• **Exercise details**
The task requires restating, word for word, the lines of the entries below from the one containing "Can you find the blurred" through the final one, both included.

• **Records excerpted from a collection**
○ ○ ○ ○ ○ ○ ○

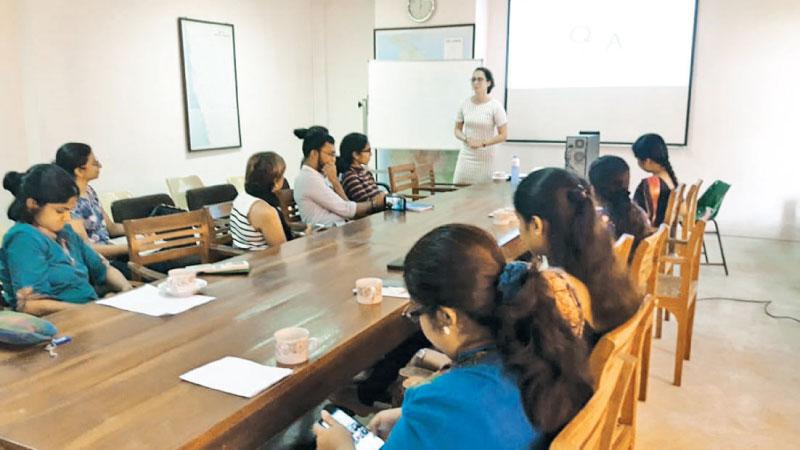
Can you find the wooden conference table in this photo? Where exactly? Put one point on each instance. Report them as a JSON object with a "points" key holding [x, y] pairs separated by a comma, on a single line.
{"points": [[116, 384]]}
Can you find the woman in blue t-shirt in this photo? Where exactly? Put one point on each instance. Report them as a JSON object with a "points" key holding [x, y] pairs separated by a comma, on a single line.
{"points": [[44, 265], [519, 372]]}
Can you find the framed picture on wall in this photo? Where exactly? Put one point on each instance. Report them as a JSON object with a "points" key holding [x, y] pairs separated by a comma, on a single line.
{"points": [[210, 89]]}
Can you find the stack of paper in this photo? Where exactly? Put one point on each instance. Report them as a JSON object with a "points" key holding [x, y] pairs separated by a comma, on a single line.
{"points": [[147, 300], [236, 376]]}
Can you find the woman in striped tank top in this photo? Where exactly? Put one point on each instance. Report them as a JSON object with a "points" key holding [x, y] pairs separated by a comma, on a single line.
{"points": [[255, 224], [481, 123]]}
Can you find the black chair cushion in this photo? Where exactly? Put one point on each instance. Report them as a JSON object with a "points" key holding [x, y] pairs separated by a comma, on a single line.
{"points": [[138, 207], [210, 195]]}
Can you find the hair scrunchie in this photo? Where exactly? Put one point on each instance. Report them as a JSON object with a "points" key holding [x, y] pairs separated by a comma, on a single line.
{"points": [[511, 280]]}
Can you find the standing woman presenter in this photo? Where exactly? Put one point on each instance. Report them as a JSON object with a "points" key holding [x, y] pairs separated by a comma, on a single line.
{"points": [[480, 124]]}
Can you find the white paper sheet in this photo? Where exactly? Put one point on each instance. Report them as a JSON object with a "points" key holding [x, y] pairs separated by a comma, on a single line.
{"points": [[236, 376], [148, 300]]}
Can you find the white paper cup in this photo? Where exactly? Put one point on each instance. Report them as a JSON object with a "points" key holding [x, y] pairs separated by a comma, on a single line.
{"points": [[369, 291], [293, 345], [181, 280]]}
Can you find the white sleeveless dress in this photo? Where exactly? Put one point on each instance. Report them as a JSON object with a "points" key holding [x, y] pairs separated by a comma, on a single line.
{"points": [[245, 236], [480, 122]]}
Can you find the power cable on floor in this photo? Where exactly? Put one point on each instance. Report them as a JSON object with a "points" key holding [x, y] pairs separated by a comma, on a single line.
{"points": [[766, 304]]}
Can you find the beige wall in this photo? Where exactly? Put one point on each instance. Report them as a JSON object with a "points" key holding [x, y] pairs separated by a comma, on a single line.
{"points": [[108, 73]]}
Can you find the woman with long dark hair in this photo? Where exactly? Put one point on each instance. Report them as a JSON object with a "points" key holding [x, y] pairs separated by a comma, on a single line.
{"points": [[610, 177], [652, 194], [264, 177], [89, 219], [558, 220], [519, 372], [255, 223], [354, 155], [44, 265]]}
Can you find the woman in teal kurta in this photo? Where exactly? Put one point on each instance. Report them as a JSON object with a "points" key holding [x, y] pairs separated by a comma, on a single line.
{"points": [[44, 264], [519, 374]]}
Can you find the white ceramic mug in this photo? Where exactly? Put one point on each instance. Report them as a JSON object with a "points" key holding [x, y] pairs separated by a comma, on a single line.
{"points": [[293, 345], [181, 281], [369, 291]]}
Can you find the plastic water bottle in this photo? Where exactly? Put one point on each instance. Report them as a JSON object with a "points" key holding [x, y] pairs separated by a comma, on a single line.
{"points": [[514, 171]]}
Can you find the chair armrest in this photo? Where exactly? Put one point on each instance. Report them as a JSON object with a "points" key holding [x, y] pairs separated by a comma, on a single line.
{"points": [[225, 250], [144, 272], [673, 259], [429, 188]]}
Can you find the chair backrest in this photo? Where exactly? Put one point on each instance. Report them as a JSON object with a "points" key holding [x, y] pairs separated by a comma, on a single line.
{"points": [[237, 182], [593, 427], [220, 226], [179, 185], [622, 249], [138, 207], [688, 211], [674, 205], [289, 208], [426, 176], [200, 197], [644, 267], [167, 238], [403, 177], [108, 198], [709, 203]]}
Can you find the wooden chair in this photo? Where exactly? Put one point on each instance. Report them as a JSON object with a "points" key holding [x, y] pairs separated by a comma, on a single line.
{"points": [[593, 427], [402, 178], [169, 238], [632, 338], [622, 249], [426, 180], [290, 211], [678, 293], [644, 275], [179, 185]]}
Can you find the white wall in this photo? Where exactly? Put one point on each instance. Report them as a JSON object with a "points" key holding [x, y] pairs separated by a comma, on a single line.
{"points": [[13, 153], [108, 73], [745, 94]]}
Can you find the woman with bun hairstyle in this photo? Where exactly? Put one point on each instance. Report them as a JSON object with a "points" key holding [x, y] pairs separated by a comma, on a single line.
{"points": [[519, 372], [44, 265], [652, 194], [558, 221], [610, 177]]}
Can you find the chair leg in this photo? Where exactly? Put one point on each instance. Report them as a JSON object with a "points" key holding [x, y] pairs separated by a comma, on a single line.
{"points": [[659, 312], [680, 349], [721, 250], [645, 372], [690, 330]]}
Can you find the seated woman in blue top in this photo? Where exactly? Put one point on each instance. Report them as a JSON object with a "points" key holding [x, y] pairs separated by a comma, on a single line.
{"points": [[519, 372], [44, 265]]}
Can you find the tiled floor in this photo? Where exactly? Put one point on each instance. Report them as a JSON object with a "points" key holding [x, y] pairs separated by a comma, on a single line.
{"points": [[741, 388]]}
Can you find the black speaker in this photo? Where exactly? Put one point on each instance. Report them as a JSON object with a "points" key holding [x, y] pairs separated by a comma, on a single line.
{"points": [[581, 151]]}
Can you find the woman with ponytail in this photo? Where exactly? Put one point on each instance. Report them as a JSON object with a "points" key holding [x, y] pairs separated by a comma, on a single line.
{"points": [[652, 194], [558, 221], [610, 178], [44, 265], [519, 372]]}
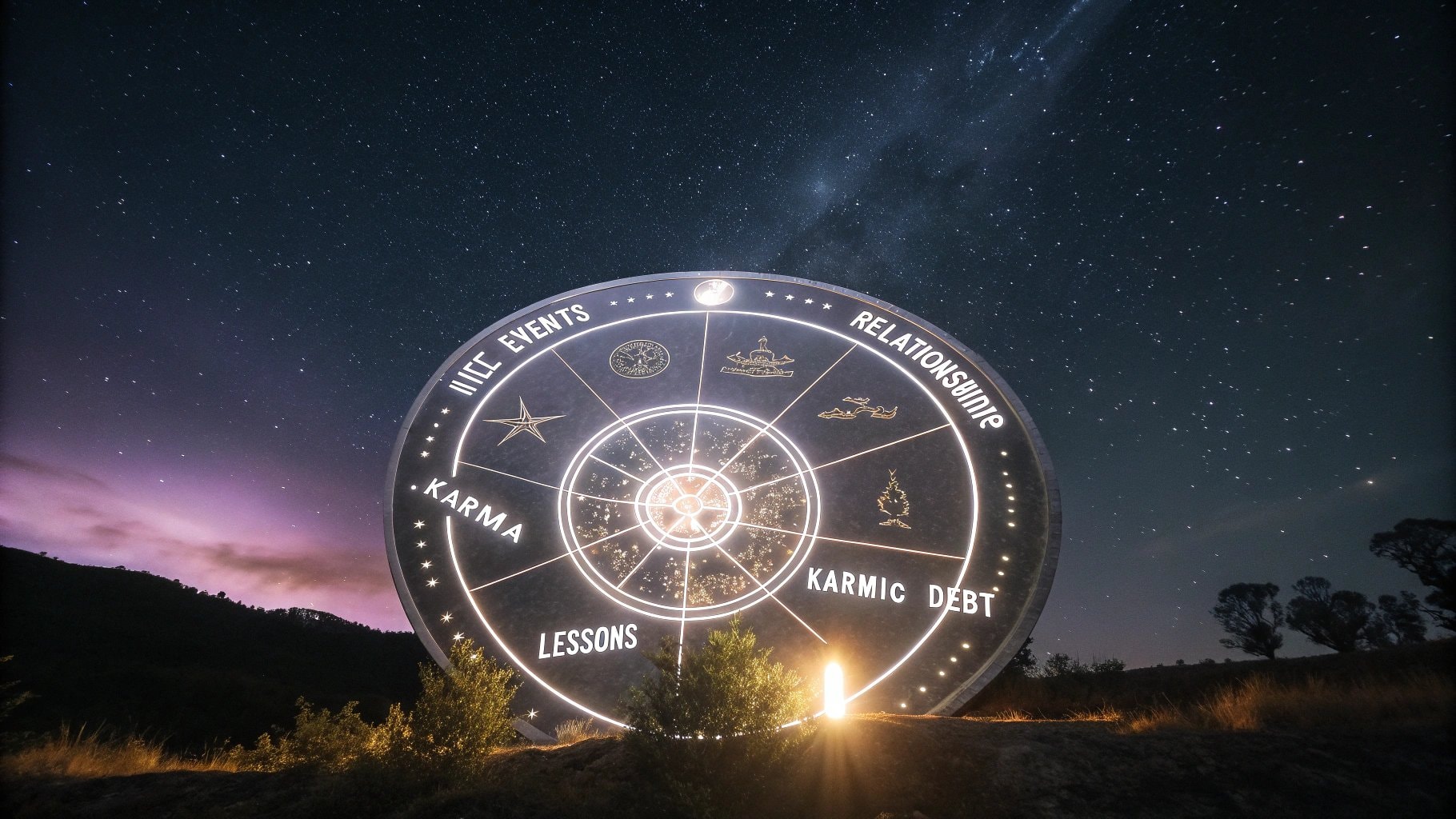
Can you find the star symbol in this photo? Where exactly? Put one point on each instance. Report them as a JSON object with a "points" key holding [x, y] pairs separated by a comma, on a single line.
{"points": [[526, 421]]}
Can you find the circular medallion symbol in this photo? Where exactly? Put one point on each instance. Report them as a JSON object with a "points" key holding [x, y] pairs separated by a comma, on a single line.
{"points": [[852, 481], [639, 358]]}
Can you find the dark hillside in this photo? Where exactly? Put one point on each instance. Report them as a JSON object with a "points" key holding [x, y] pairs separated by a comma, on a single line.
{"points": [[1140, 689], [133, 650]]}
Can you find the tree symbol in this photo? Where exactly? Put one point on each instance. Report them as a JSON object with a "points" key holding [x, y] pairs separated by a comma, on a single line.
{"points": [[893, 502]]}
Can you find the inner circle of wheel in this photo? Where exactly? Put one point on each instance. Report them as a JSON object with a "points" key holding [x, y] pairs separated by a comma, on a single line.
{"points": [[726, 509]]}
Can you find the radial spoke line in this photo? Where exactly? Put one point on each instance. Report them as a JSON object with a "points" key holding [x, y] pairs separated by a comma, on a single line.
{"points": [[858, 543], [545, 485], [619, 421], [555, 559], [838, 460], [765, 589], [616, 467], [638, 566], [702, 369], [682, 625], [759, 433]]}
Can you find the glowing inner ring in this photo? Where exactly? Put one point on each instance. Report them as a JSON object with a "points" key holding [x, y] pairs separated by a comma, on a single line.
{"points": [[648, 520]]}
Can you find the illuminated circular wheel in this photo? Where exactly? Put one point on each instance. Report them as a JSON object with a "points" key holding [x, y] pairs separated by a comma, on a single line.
{"points": [[637, 461]]}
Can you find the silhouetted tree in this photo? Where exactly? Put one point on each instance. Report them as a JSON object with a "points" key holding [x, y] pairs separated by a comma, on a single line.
{"points": [[1426, 547], [1059, 665], [1397, 623], [1253, 617], [1024, 664], [1337, 620]]}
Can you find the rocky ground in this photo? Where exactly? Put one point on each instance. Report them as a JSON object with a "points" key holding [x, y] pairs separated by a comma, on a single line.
{"points": [[866, 767]]}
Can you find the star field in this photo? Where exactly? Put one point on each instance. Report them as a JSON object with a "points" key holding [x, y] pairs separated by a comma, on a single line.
{"points": [[1209, 248]]}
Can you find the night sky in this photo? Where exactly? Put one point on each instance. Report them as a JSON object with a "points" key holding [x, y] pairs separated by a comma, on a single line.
{"points": [[1207, 245]]}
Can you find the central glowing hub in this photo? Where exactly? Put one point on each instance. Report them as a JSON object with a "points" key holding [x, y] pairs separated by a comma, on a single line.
{"points": [[690, 509]]}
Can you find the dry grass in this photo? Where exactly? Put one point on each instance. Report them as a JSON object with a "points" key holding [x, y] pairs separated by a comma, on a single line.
{"points": [[1101, 714], [1258, 703], [577, 730], [101, 754]]}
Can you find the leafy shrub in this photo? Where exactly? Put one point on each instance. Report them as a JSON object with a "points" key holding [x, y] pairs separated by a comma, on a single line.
{"points": [[463, 713], [319, 739], [708, 722]]}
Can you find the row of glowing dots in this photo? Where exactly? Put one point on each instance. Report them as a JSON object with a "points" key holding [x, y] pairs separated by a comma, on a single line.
{"points": [[999, 573]]}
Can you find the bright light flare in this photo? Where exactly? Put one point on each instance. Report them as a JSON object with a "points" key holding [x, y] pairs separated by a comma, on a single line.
{"points": [[833, 691]]}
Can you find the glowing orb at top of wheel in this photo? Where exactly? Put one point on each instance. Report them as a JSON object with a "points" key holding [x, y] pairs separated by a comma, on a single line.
{"points": [[638, 460]]}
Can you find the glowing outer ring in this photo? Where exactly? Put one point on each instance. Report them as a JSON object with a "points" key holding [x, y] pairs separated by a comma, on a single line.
{"points": [[465, 433]]}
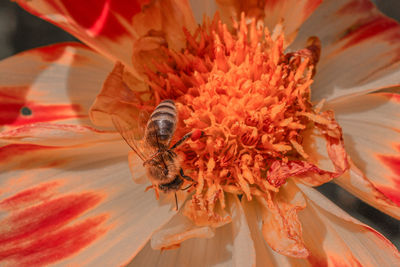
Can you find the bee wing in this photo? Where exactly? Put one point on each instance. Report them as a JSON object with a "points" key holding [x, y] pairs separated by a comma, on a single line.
{"points": [[132, 129]]}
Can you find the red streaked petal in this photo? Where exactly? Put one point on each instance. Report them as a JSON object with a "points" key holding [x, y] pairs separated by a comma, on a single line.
{"points": [[265, 256], [201, 8], [361, 48], [54, 134], [112, 27], [50, 84], [73, 206], [371, 126], [272, 12], [281, 228], [231, 246], [333, 237]]}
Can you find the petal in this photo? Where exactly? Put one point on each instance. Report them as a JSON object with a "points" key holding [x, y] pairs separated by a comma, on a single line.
{"points": [[49, 134], [231, 246], [371, 126], [265, 256], [179, 229], [359, 185], [113, 26], [56, 83], [272, 12], [73, 206], [336, 239], [360, 48], [282, 11], [281, 227], [201, 8], [116, 98]]}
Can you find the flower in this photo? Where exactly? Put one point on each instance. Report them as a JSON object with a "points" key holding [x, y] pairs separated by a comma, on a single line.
{"points": [[67, 196]]}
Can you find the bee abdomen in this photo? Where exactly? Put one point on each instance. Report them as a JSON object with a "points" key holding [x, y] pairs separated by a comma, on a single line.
{"points": [[162, 124]]}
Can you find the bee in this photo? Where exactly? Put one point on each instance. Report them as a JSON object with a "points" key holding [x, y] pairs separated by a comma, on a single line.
{"points": [[153, 145]]}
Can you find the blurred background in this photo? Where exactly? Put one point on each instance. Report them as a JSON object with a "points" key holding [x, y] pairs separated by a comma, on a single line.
{"points": [[20, 31]]}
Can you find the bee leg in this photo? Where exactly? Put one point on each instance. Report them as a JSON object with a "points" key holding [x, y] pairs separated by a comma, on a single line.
{"points": [[176, 202], [197, 133], [187, 187], [187, 178]]}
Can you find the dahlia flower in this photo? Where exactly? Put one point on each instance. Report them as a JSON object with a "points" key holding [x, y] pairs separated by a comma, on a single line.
{"points": [[287, 95]]}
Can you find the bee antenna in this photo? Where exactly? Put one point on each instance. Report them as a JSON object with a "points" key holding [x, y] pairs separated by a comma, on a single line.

○ ○ ○ ○ ○ ○ ○

• **Answer section**
Can you find the blurred background in this photo? Where exactly? Put one point on each instance. Report them as a JSON object with a "points" key holding [x, y] pairs separated by a comma, on a single line.
{"points": [[20, 31]]}
Can you find the bee leg in this photo? Where exactly? Put one point on each instance. Report them as a JSON object with a "points" key holding [x, y] pairs separated by a comma, on a single line.
{"points": [[176, 202], [197, 133], [187, 187], [187, 178]]}
Can you find the dahlia flower in this photo? Where exactly? Put one point on each instance. Report them as a JSON object with a "points" key holding [x, y] pairs separated by a comma, on a single line.
{"points": [[287, 95]]}
Can you find the bee antenna in this photo? Where exactly? Put one point on each instance. Report them as a JSON object with a "points" key holding [x, y] pairs separated by a comma, on a single line.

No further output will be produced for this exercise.